= ЗАДАНИЕ 1 =
Найдите в списке все строки со словом «slope» и перепишите каждую из них.
═════ ТЕКСТ
Эта способность делает монашество особенно сильным, по существу непобедимым. Но монах, кроме того, своего рода «специалист» в сфере смерти и загробного воздаяния. В поминальных списках монастырей сохраняется память об умерших и заключена надежда на спасение их душ усердными молитвами всей братии. Монах – также советник и посредник в делах знатных мирян, королей. Наконец, монах – человек, наделенный высшими интеллектуальными возможностями и средствами, знаток чтения и письма, хранитель классической культуры. Все это вело к тому, что в средневековом сознании именно монах, больше, чем представитель какого-либо другого разряда имел шансы стать святым. Таково представление, но реальность сильно отличалась от них.
══════════
= ЗАДАНИЕ 2 =
Перескажите в виде краткого перечня абзац текста о монашестве, который начинается словами «Эта способность делает монашество». Основные факты сохраните.
═════ ИСХОДНЫЕ ДАННЫЕ
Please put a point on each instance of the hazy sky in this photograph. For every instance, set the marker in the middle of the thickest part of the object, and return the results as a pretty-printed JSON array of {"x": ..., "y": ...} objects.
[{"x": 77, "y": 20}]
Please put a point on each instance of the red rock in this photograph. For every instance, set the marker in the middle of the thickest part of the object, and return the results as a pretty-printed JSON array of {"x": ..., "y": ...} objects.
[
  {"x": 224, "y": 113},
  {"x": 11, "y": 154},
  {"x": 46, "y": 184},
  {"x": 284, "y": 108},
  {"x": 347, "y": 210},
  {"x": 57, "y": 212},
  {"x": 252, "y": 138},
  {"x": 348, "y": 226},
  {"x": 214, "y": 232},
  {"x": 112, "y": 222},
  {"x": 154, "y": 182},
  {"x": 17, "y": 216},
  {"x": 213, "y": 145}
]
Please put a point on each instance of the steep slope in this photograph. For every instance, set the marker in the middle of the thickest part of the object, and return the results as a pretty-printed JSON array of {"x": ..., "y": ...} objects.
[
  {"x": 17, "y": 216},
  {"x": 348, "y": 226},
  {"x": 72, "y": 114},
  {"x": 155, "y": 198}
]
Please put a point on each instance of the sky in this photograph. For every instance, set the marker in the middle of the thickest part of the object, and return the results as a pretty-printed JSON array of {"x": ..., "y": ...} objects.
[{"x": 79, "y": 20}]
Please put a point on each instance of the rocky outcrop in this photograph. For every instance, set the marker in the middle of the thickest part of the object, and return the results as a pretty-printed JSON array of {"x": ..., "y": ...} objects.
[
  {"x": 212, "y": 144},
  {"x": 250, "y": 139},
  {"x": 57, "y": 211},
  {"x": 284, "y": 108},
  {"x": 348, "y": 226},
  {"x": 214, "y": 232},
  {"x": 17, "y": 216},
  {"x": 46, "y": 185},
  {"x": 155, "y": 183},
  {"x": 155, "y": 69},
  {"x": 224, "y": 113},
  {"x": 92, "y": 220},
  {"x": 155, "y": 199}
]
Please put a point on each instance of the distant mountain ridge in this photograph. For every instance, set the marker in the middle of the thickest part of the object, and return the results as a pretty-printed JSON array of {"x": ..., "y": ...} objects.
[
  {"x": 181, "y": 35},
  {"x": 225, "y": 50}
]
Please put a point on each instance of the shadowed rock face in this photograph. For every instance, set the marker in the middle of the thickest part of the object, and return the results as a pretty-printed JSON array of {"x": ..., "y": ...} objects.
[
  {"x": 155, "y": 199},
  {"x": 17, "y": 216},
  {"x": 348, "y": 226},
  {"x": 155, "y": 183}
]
══════════
= ПРАВИЛЬНЫЙ ОТВЕТ 1 =
Please put a point on each instance of the steep slope in this photograph. For every instance, set the marker in the middle of the thickest part of the object, and return the results as a pretty-printed JSON array of {"x": ..., "y": ...} objects.

= ПРАВИЛЬНЫЙ ОТВЕТ 2 =
- Эта способность делает монашество особенно сильным, по существу непобедимым.
- Монах — «специалист» в сфере смерти и загробного воздаяния. В поминальных списках монастырей хранится память об умерших и надежда на спасение их душ молитвами братии.
- Монах — советник и посредник в делах знатных мирян и королей.
- Монах наделен высшими интеллектуальными возможностями. Он знаток чтения и письма, хранитель классической культуры.
- Поэтому в средневековом сознании именно у монаха было больше шансов стать святым, чем у представителя любого другого разряда.
- Реальность сильно отличалась от этого представления.